*** Given records ***
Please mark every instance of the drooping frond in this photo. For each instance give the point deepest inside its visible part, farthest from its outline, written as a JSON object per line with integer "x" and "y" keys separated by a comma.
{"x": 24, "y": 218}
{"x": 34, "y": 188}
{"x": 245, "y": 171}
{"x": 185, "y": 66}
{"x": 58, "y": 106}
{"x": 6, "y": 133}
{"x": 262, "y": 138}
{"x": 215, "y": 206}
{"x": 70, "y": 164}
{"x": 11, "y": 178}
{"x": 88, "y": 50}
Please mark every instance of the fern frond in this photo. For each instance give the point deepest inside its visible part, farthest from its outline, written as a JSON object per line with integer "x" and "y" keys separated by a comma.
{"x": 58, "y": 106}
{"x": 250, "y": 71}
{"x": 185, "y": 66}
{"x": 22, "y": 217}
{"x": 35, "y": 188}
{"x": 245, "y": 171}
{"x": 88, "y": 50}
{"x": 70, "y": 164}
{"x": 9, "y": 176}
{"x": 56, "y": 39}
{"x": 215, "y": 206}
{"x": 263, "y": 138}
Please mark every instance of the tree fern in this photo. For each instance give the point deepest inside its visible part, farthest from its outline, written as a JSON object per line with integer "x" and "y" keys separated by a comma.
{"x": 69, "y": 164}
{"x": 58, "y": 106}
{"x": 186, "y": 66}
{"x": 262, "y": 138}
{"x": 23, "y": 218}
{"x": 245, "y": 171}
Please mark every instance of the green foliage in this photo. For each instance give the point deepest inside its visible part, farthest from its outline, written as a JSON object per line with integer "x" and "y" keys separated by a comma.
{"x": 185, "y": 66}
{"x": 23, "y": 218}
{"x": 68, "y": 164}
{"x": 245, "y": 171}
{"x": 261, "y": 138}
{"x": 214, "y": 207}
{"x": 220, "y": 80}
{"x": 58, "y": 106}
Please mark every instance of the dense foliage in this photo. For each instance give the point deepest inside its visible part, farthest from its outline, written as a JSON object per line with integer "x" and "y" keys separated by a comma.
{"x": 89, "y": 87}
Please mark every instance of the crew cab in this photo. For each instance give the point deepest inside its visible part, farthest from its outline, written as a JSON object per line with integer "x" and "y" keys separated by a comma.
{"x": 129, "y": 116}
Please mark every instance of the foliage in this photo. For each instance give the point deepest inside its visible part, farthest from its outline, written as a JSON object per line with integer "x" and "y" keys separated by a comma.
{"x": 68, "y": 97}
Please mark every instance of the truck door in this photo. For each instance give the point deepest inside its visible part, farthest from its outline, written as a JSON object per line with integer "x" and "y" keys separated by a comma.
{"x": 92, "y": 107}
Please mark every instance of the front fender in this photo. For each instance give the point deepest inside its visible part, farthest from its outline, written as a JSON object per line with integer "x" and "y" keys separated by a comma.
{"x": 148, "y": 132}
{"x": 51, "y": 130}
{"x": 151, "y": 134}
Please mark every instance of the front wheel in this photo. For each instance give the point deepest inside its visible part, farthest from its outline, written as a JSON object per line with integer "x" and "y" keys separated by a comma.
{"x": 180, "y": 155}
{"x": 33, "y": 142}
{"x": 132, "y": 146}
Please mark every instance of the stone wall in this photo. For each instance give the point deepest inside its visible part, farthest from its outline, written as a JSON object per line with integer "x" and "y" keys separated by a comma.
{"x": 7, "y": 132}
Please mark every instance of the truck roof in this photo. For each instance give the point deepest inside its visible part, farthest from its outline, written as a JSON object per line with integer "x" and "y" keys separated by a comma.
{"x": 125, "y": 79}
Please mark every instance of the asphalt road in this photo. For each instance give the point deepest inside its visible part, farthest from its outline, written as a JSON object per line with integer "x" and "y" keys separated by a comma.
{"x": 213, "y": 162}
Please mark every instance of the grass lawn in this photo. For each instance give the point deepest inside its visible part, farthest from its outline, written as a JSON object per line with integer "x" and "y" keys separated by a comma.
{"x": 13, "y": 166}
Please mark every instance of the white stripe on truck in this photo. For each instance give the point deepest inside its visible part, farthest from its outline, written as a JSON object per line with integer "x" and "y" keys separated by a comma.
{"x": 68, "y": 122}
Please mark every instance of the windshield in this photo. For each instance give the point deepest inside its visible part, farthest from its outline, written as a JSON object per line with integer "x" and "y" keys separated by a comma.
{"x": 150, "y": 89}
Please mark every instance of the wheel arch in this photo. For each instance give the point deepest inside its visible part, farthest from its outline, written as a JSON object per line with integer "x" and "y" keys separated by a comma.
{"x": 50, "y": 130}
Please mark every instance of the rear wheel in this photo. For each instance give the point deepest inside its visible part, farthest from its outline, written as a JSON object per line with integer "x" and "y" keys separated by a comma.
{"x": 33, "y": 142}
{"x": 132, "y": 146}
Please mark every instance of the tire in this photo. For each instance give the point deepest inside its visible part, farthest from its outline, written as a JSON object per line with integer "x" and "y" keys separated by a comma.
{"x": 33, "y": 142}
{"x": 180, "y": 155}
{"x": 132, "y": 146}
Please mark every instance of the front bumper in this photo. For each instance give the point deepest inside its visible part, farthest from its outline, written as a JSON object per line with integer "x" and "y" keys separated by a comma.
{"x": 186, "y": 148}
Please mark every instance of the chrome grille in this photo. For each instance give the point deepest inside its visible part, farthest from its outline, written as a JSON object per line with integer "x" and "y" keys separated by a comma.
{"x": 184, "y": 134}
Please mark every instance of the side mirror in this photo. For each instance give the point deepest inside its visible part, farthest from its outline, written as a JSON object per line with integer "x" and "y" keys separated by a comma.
*** End of Given records ***
Work to complete:
Output all of the records, keeping every word exact.

Response to the exercise:
Please mark every instance of the drooping frond in this photo. For each instance give the point deepest inside its visible part, farthest from its outline, written as a JSON object per line with integer "x" and "y" keys separated by a comma.
{"x": 24, "y": 218}
{"x": 34, "y": 188}
{"x": 245, "y": 171}
{"x": 185, "y": 66}
{"x": 58, "y": 106}
{"x": 6, "y": 133}
{"x": 262, "y": 138}
{"x": 215, "y": 206}
{"x": 70, "y": 164}
{"x": 11, "y": 178}
{"x": 88, "y": 50}
Please mark every instance of the fern frond in this photo. For each instance give the point deepest inside its visible part, farthest from its outline, written as a JSON object per line with integer "x" and "y" keys separated by a comma.
{"x": 58, "y": 106}
{"x": 250, "y": 71}
{"x": 185, "y": 66}
{"x": 22, "y": 217}
{"x": 35, "y": 188}
{"x": 245, "y": 171}
{"x": 88, "y": 50}
{"x": 70, "y": 164}
{"x": 9, "y": 176}
{"x": 56, "y": 39}
{"x": 215, "y": 206}
{"x": 263, "y": 138}
Please mark every instance of the tree fern in this photo. For each instance give the point deepest inside its visible part, farthest from its outline, written as a JSON object per line with integer "x" and "y" keys separated by a comma.
{"x": 69, "y": 164}
{"x": 58, "y": 106}
{"x": 186, "y": 66}
{"x": 262, "y": 138}
{"x": 23, "y": 218}
{"x": 245, "y": 171}
Please mark every instance of the green foliage in this photo. For each instance give the point deepest inside its visible part, farthest from its outline, written as a JSON object per line with integer "x" and "y" keys separated by a comma.
{"x": 185, "y": 66}
{"x": 23, "y": 218}
{"x": 68, "y": 164}
{"x": 245, "y": 171}
{"x": 261, "y": 138}
{"x": 214, "y": 207}
{"x": 220, "y": 80}
{"x": 58, "y": 106}
Please mark every instance of the dense foliage in this photo. For each instance give the point deepest inside its visible part, farthest from its outline, written as a JSON object per line with integer "x" and "y" keys separated by a comma.
{"x": 89, "y": 87}
Please mark every instance of the crew cab in this photo. For each instance give the point deepest inside its visible part, farthest from its outline, written as a JSON object per line with integer "x" and "y" keys separated by a comma.
{"x": 129, "y": 116}
Please mark every instance of the foliage in this photo. For each instance give the point deepest inside its visible part, farthest from its outline, written as a JSON object per line with integer "x" and "y" keys separated by a comma.
{"x": 68, "y": 97}
Please mark every instance of the truck door in this photo. For each instance give the point deepest inside its visible part, farthest from its outline, written as a JSON object per line with integer "x" and "y" keys separated by a comma.
{"x": 92, "y": 107}
Please mark every instance of the front fender in this photo. For each instance give the point deepest inside its visible part, farthest from its outline, written as a JSON object per line with integer "x" and "y" keys separated by a comma.
{"x": 148, "y": 132}
{"x": 51, "y": 130}
{"x": 151, "y": 134}
Please mark every instance of the front wheel in this photo. For each instance give the point deepest inside its visible part, farthest from its outline, written as a JSON object per line with integer "x" and "y" keys separated by a comma.
{"x": 180, "y": 155}
{"x": 33, "y": 142}
{"x": 132, "y": 146}
Please mark every instance of the stone wall in this photo. For each instance give the point deepest inside its visible part, farthest from its outline, written as a JSON object per line with integer "x" and "y" keys separated by a comma.
{"x": 7, "y": 132}
Please mark every instance of the truck roof in this photo. For each instance give the point deepest inside its visible part, farthest from its outline, written as a JSON object per line with integer "x" and "y" keys separated by a comma.
{"x": 125, "y": 79}
Please mark every instance of the asphalt road in this photo. For each instance give the point deepest inside its visible part, farthest from its outline, written as a JSON object per line with integer "x" and "y" keys separated by a comma.
{"x": 213, "y": 162}
Please mark every instance of the grass lawn in this photo. For each instance give the point deepest inside its visible part, farthest from its outline, written as a JSON object per line with integer "x" and "y" keys separated by a comma.
{"x": 13, "y": 166}
Please mark every instance of the white stripe on truck in this photo. For each instance give the point deepest inside its visible part, farthest from its outline, written as a JSON object per line with integer "x" and "y" keys separated by a comma.
{"x": 68, "y": 122}
Please mark every instance of the windshield in this photo. For each instance give the point deepest inside its visible part, farthest from its outline, written as a JSON object per line with integer "x" and "y" keys separated by a comma.
{"x": 150, "y": 89}
Please mark every instance of the wheel arch in this photo. For each instance give the point deepest inside its visible part, farthest from its outline, written as a JSON object per line with integer "x" and "y" keys separated by a comma.
{"x": 50, "y": 130}
Please mark every instance of the rear wheel in this photo. For each instance give the point deepest inside its visible part, farthest from its outline, written as a JSON object per line with integer "x" and "y" keys separated by a comma.
{"x": 33, "y": 142}
{"x": 132, "y": 146}
Please mark every instance of the tire in this photo. For each instance give the point deepest inside its visible part, farthest from its outline, written as a JSON object per line with integer "x" and "y" keys separated by a comma.
{"x": 33, "y": 142}
{"x": 180, "y": 155}
{"x": 132, "y": 146}
Please mark every instance of the front bumper in this photo. For each instance give the point deepest inside its visible part, farthest from its outline, written as a JSON object per line with integer "x" and "y" keys separated by a comma.
{"x": 186, "y": 148}
Please mark every instance of the chrome grille in this photo. For each instance give the point deepest inside its visible part, farthest from its outline, written as a JSON object per line with integer "x" and "y" keys separated by a comma.
{"x": 184, "y": 134}
Please mark every instance of the side mirror in this photo. For each instance give the point deepest inside its visible part, farthest from its outline, written as a JSON object per line with integer "x" and "y" keys separated by a comma.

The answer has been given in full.